→ Document section:
# Plastic Lure bodies



## TeamPlaker (Jul 5, 2006)

Does anyone know where I can get unpainted plastic lure bodies that are not the same old, same old? All the ones on the internet are the same whether they're from Barlow's, Netcraft, etc.
I don't like wood bodies, I don't have the space or investment to melt plastic and craft my own. I always wondered why these lure bodies are unrealistic... when I want a shad lure, I want it to look like a shad including the body shape. Sadly, you have to pay 10-18 bucks each to get a realistic shad lure so I'd rather buy and paint my own and piece them together. I'm looking for panfish shapes, bass shapes, and shad shapes... can anyone help me find a place or am I just S.O.L.?


----------



## TIGGER (Jan 17, 2006)

→ Data to examine:
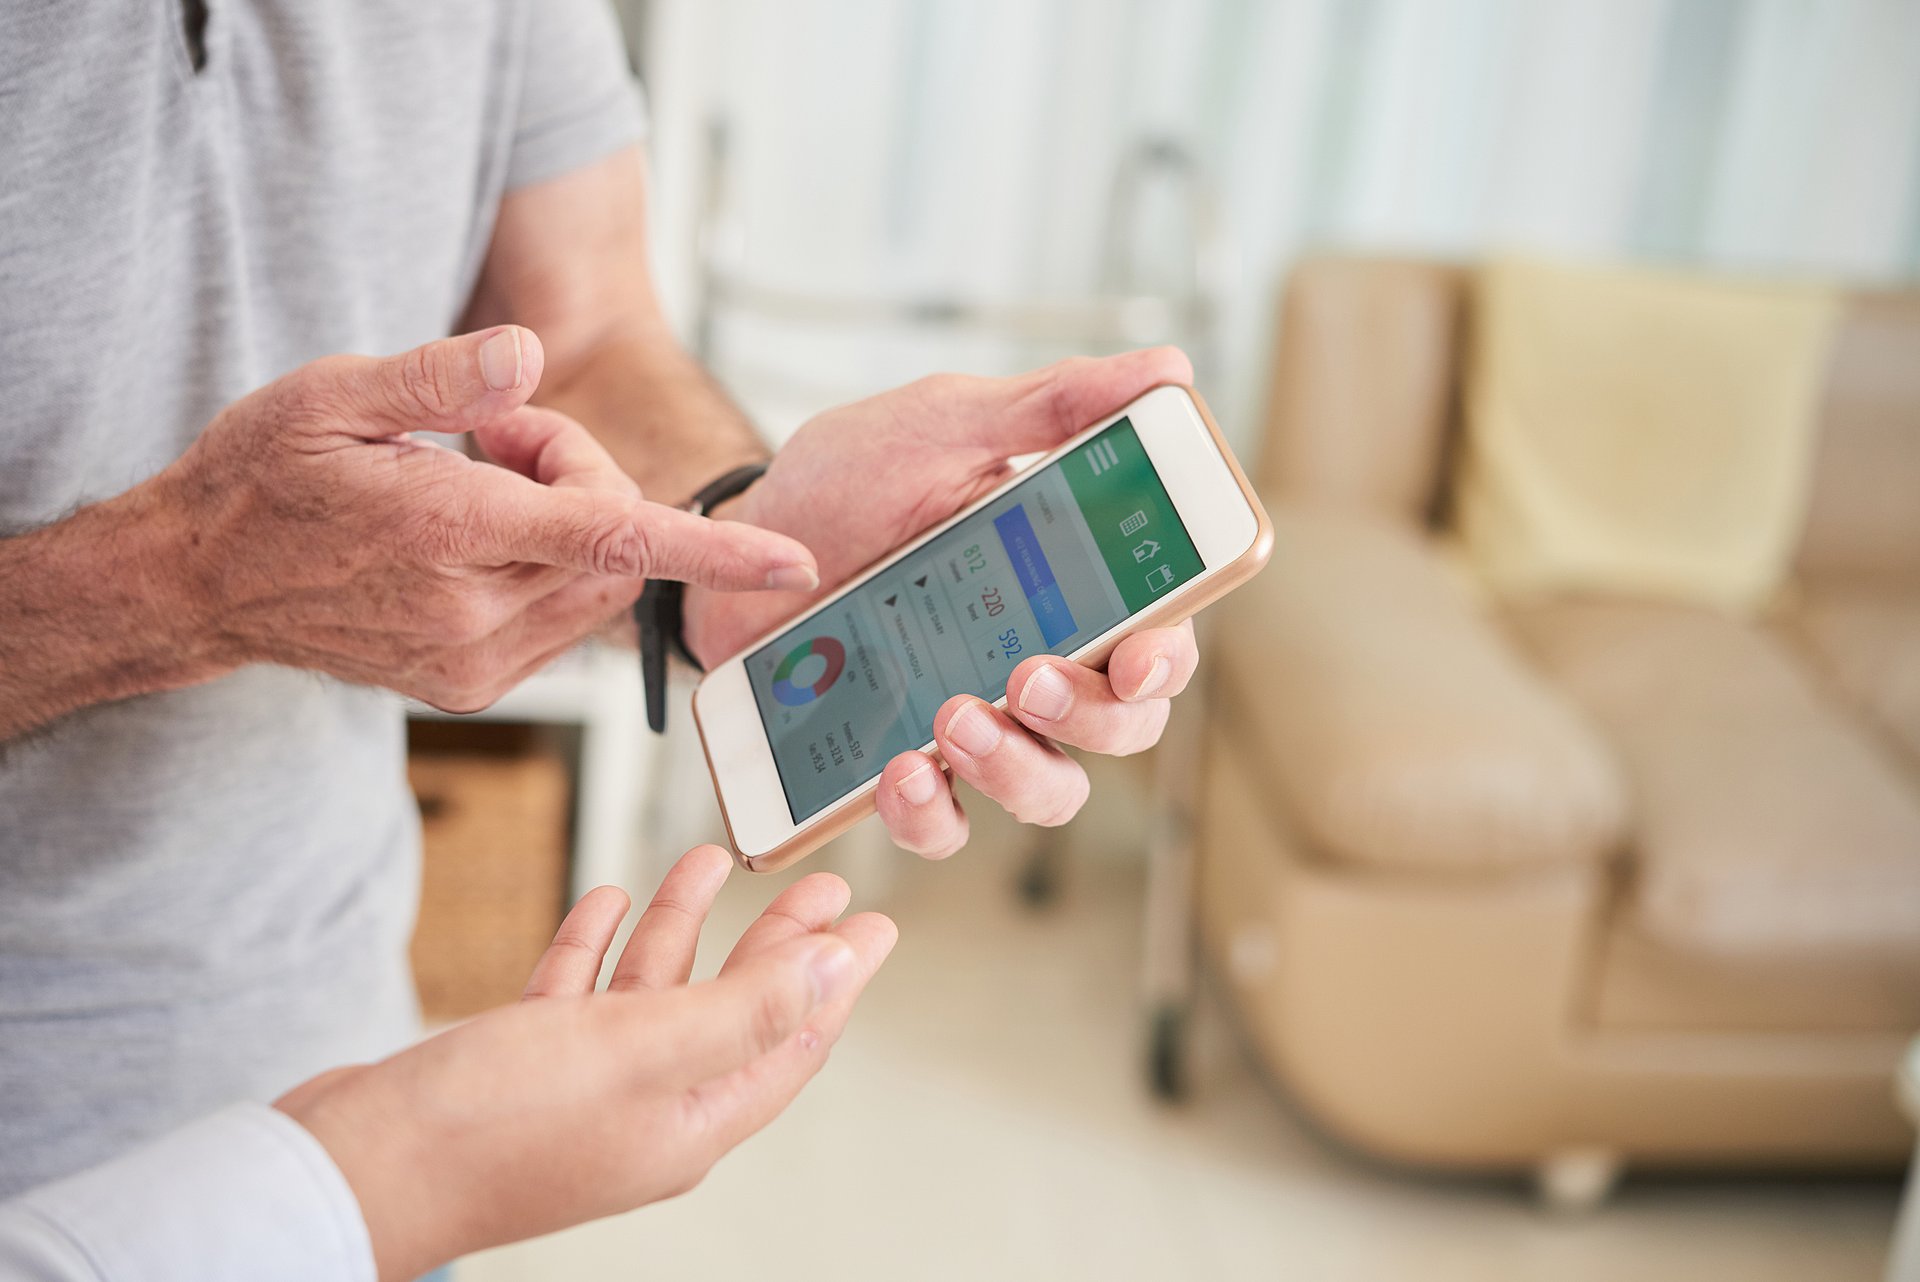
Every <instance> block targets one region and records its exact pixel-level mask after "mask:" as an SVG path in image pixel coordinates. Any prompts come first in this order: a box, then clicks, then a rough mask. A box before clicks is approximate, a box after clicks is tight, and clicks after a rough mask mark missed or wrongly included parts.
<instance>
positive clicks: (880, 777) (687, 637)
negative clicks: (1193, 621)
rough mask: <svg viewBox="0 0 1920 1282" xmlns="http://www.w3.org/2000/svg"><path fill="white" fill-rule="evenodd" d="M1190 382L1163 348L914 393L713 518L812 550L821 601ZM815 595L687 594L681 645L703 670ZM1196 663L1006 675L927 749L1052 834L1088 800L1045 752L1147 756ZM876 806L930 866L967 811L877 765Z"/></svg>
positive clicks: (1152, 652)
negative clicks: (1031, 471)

→ Description of the task:
Pick up the forum thread on plastic lure bodies above and write the reply that follows its last line.

→ Answer below:
Well you are getting on the edge of a very addictive thing. The other thing are casting resins. They are a two part liquid that is mixed 50/50 and sets in 3 minutes. You can make many many lures. Butt............ you have to make a mold first. 

You have to make a proto body first to cast a mold of it. The whole thing starts to complicated from here. It is not cheap either. To make the mold I use RTV silicone that is over 100 bucks a gallon. Mr. Husky has showed me ways to make molds without using RTV. For instance....... Bondo is an example. You need to get mold release when using this as your main mold. I have seen people us 100&#37; silicone from the hardware store also. You just have to make sure it sets 100 percent first . Rtv silicone is the best because nothing sticks to it and you don't have to use a mold release. From one gallon of RtV you can make 20 molds of lures. They do sell smaller sizes also.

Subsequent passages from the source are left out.